» **Objective**: Recast every line of the items below as a numbered list, skipping any blank lines. Leave the pictures out of your answer.
————
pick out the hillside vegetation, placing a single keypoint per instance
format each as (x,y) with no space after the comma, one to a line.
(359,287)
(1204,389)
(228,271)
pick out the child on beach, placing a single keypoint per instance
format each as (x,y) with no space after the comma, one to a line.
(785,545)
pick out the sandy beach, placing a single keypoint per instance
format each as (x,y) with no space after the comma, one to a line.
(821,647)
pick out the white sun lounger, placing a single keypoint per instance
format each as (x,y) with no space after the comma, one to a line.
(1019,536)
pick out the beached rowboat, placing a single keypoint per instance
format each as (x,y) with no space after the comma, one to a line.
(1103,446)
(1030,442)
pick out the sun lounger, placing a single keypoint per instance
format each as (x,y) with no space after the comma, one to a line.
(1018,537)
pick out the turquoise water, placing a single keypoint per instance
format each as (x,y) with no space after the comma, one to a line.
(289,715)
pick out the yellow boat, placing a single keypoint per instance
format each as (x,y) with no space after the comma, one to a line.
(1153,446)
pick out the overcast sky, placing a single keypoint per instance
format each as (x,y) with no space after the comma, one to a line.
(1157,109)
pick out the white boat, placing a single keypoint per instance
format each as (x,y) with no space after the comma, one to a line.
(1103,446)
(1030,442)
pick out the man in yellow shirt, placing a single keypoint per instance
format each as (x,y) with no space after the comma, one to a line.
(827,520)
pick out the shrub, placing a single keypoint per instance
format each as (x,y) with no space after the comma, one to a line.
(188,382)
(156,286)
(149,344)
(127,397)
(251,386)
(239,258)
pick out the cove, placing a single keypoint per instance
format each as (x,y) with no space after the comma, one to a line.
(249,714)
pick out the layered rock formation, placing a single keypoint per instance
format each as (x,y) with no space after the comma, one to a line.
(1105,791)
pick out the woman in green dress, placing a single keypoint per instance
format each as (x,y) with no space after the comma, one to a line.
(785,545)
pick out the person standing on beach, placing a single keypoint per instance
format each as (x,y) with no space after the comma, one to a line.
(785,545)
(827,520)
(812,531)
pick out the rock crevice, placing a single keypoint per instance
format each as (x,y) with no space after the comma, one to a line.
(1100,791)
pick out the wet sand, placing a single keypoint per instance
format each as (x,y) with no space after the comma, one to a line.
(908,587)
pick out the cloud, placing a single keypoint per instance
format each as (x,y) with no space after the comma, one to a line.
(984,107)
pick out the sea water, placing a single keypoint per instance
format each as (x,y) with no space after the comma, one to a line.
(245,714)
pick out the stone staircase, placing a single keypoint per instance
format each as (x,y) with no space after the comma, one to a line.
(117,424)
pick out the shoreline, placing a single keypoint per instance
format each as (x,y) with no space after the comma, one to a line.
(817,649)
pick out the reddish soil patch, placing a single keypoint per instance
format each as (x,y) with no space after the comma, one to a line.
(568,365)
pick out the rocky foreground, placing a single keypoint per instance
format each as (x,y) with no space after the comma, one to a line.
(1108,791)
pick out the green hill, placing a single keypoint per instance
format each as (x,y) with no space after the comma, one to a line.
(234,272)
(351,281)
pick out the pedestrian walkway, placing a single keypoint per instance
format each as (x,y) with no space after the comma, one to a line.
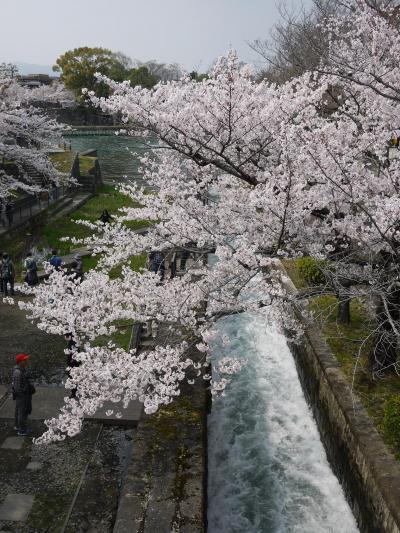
(32,206)
(48,401)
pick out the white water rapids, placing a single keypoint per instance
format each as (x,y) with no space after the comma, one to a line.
(268,470)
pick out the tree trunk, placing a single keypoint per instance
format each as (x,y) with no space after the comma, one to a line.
(344,311)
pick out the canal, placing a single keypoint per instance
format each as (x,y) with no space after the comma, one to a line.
(118,155)
(268,471)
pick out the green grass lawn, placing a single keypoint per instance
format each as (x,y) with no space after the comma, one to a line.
(351,344)
(44,233)
(107,197)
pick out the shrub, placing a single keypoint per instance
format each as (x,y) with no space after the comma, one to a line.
(311,270)
(391,420)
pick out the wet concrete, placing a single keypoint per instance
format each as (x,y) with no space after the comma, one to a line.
(75,483)
(19,335)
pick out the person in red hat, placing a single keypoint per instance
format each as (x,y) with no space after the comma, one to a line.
(22,393)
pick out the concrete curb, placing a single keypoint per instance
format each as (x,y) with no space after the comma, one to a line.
(368,471)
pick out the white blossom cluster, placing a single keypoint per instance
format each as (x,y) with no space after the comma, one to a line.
(25,134)
(251,172)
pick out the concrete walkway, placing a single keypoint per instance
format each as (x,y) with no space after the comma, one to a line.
(47,402)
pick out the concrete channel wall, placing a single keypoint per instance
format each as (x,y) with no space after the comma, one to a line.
(368,472)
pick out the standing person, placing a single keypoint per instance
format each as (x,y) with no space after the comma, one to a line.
(78,267)
(9,213)
(105,217)
(157,263)
(30,266)
(71,362)
(183,256)
(7,274)
(22,394)
(55,260)
(3,217)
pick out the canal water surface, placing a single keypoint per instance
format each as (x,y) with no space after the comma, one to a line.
(268,471)
(116,153)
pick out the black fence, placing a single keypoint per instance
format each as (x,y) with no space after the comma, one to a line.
(15,213)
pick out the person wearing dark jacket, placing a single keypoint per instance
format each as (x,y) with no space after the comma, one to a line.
(71,362)
(55,260)
(22,394)
(7,274)
(31,277)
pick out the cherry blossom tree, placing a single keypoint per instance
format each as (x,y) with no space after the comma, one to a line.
(250,172)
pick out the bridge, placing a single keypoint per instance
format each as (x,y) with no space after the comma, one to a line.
(81,131)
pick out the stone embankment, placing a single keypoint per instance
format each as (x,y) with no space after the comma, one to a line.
(368,472)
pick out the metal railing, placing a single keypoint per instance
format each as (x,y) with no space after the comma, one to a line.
(13,214)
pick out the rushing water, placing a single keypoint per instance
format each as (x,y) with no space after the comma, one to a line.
(268,471)
(116,153)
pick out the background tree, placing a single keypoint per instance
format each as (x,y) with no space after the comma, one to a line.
(244,170)
(25,133)
(79,66)
(142,76)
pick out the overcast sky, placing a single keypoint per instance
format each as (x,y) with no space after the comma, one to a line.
(189,32)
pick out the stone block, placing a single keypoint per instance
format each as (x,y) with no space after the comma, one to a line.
(16,507)
(34,465)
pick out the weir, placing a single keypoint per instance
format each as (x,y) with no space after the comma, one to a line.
(268,470)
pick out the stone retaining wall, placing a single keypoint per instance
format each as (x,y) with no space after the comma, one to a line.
(368,472)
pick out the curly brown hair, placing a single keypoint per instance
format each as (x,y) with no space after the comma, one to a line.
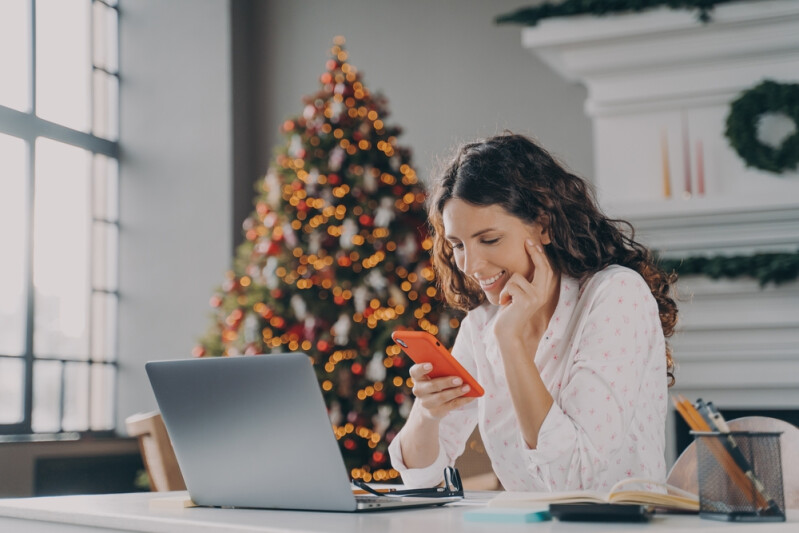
————
» **Complete answer**:
1. pick out the hillside vegetation, placing a single keypoint per instance
2. format each as (x,y) with no space after the comma, one to a line.
3. (359,287)
4. (1204,389)
5. (228,271)
6. pick out the child on beach, placing a single keypoint per instance
7. format each as (x,y) with no space after the comma, one to a line.
8. (785,545)
9. pick out the sandy beach, placing a single keypoint per instance
10. format each as (x,y) with no space after the comma, one to a line.
11. (821,647)
12. pick out the white sun lounger, placing a single keypoint per instance
13. format each as (x,y) with no space after the comma, one to a line.
14. (1019,536)
15. pick out the beached rowboat, placing a single keypoint per instance
16. format each as (x,y) with no space after the comma, one to a line.
17. (1103,446)
18. (1030,442)
19. pick out the sun lounger, placing a single keypoint per instance
20. format each as (x,y) with no space after the comma, one to a line.
21. (1018,537)
22. pick out the turquoise water, placing a single keypoint per instance
23. format each as (x,y) with no space after the comma, one to a line.
24. (289,715)
25. pick out the yellow boat, placing a single keypoint per instance
26. format each as (x,y) with no space after the comma, one to a line.
27. (1153,446)
28. pick out the overcast sky, placing a single keypoint per instance
29. format each as (x,y) with no space after the comma, one to a line.
30. (1157,109)
31. pick out the white boat, placing a single keypoint per instance
32. format each as (x,y) with no space after the comma, one to a line.
33. (1103,446)
34. (1030,442)
35. pick out the man in yellow shirt, placing a single keypoint per instance
36. format each as (x,y) with no space after the comma, one to a line.
37. (827,520)
38. pick out the shrub, placing a single keypoint per instance
39. format each as (x,y) with no space after the comma, one to a line.
40. (188,382)
41. (156,286)
42. (149,344)
43. (127,397)
44. (251,386)
45. (239,258)
46. pick out the cove, placing a single keypoint per instance
47. format each as (x,y) with no space after the comma, one to a line.
48. (249,714)
49. pick out the layered rock formation, placing a single keypoint per instance
50. format each as (x,y) with no space after the comma, one to a line.
51. (1105,791)
52. pick out the woman in green dress, placing a single keypoint per instance
53. format each as (x,y) with no space after the comma, one to a line.
54. (785,545)
55. pick out the person standing on beach, placing a single keypoint per instance
56. format each as (x,y) with no space after the comma, one to a line.
57. (785,545)
58. (827,520)
59. (812,531)
60. pick out the rock crevice, placing a single keypoint per instance
61. format each as (x,y) with no space after the comma, one to a line.
62. (1100,791)
63. pick out the wet sand, placing a single keypoint per instance
64. format each as (x,y) with no space after the comma, one to a line.
65. (908,587)
66. pick out the cloud, placing a single keypoint per instance
67. format each as (x,y) with no space after the comma, one to a line.
68. (984,107)
69. pick out the sea water, placing a single keypoint per instance
70. format each as (x,y) with no space after the comma, one to a line.
71. (245,714)
72. pick out the stone staircase, placing a single keypoint per instance
73. format each as (x,y) with no space after the comma, one to a line.
74. (117,424)
75. pick out the shoreline, placing a single keypoint per instance
76. format each as (x,y) with no space after the comma, one to a line.
77. (817,649)
78. pick out the reddish soil patch, placing a single keypoint per instance
79. format each as (x,y) with no space after the comma, one to a line.
80. (568,365)
81. pick out the rocky foreground, placing a single keypoint per instance
82. format each as (x,y) with no space after the comma, one to a line.
83. (1108,791)
84. pick out the green hill, placing a single keypoint per instance
85. format each as (x,y) with no space after the comma, one to a line.
86. (234,272)
87. (351,281)
88. pick out the pedestrian walkway, placing a single keypoint per instance
89. format each as (x,y) with no space after the comma, one to a line.
90. (32,206)
91. (48,401)
92. pick out the white water rapids, placing a single keypoint per instance
93. format each as (x,y) with no space after the comma, one to a line.
94. (268,470)
95. pick out the tree trunk, placing a single keypoint per instance
96. format each as (x,y) with no space after the comma, one to a line.
97. (344,311)
98. pick out the canal, placing a single keypoint per instance
99. format each as (x,y) with no space after the comma, one to a line.
100. (118,155)
101. (268,471)
102. pick out the green grass lawn, placing a single keypoint per instance
103. format each as (x,y) with no space after the comma, one to a line.
104. (351,344)
105. (44,233)
106. (107,197)
107. pick out the shrub, placing a single keypoint per instance
108. format each as (x,y) with no space after the comma, one to a line.
109. (311,270)
110. (391,420)
111. pick out the wet concrete, placing a single keypoint per instance
112. format each as (x,y) with no space after the comma, one to a line.
113. (75,483)
114. (19,335)
115. pick out the person in red hat, placing a single keypoint per instance
116. format each as (x,y) with no space after the comma, one to a line.
117. (22,393)
118. pick out the concrete curb, placing a single keypoint per instance
119. format each as (x,y) with no space after the comma, one to a line.
120. (368,471)
121. pick out the white blossom cluster, placing a single keypoint per instance
122. format each as (x,y) with no space after the comma, one to a line.
123. (25,134)
124. (251,172)
125. pick out the concrete walkway, placing a single keypoint per instance
126. format each as (x,y) with no space after the comma, one to a line.
127. (47,402)
128. pick out the concrete channel wall, placing a single keypoint per instance
129. format each as (x,y) with no space after the comma, one to a line.
130. (368,472)
131. pick out the standing person, placing a single keypoint per instance
132. format each as (x,y) with no space after the comma, one to a line.
133. (78,267)
134. (9,213)
135. (105,217)
136. (157,263)
137. (30,266)
138. (71,362)
139. (183,256)
140. (7,274)
141. (22,394)
142. (55,260)
143. (3,217)
144. pick out the canal water surface, placing a single keypoint per instance
145. format each as (x,y) with no space after the comma, one to a line.
146. (268,471)
147. (116,153)
148. pick out the black fence, placing a single keypoint per instance
149. format each as (x,y) with no space after the comma, one to a line.
150. (15,213)
151. pick out the person wearing dark jacket, placing a single keypoint per instance
152. format each as (x,y) with no space after the comma, one to a line.
153. (71,362)
154. (55,260)
155. (22,394)
156. (7,274)
157. (31,277)
158. pick out the cherry blossom tree, placing a single keypoint per instance
159. format each as (x,y) with no space after the comma, one to a line.
160. (250,172)
161. pick out the bridge, placing a single keypoint per instance
162. format each as (x,y) with no space after the comma, one to a line.
163. (81,131)
164. pick out the stone embankment, placing a single keypoint per instance
165. format each as (x,y) with no space after the comma, one to a line.
166. (368,472)
167. pick out the metal railing, placing a single keypoint per instance
168. format each as (x,y) with no space after the comma, one to a line.
169. (13,214)
170. pick out the rushing water, placing a single keypoint per instance
171. format each as (x,y) with no space after the comma, one to a line.
172. (268,471)
173. (116,153)
174. pick out the background tree, placing a single keypoint per instance
175. format each as (x,y) with no space after the comma, one to a line.
176. (244,170)
177. (25,133)
178. (79,66)
179. (142,76)
180. pick out the overcast sky, placing a single keypoint per instance
181. format each as (x,y) with no space after the comma, one to a line.
182. (189,32)
183. pick out the stone block, placing a single keypoint per instance
184. format each as (x,y) with no space after the comma, one to a line.
185. (16,507)
186. (34,465)
187. pick out the weir, placing a single keypoint per instance
188. format each as (x,y) with no space after the comma, one to a line.
189. (268,470)
190. pick out the stone retaining wall, placing a single keypoint per instance
191. format each as (x,y) with no space after the comma, one to a line.
192. (368,472)
193. pick out the curly brown hair, placing a single keypoint per instance
194. format each as (x,y) with no space after the comma, one to a line.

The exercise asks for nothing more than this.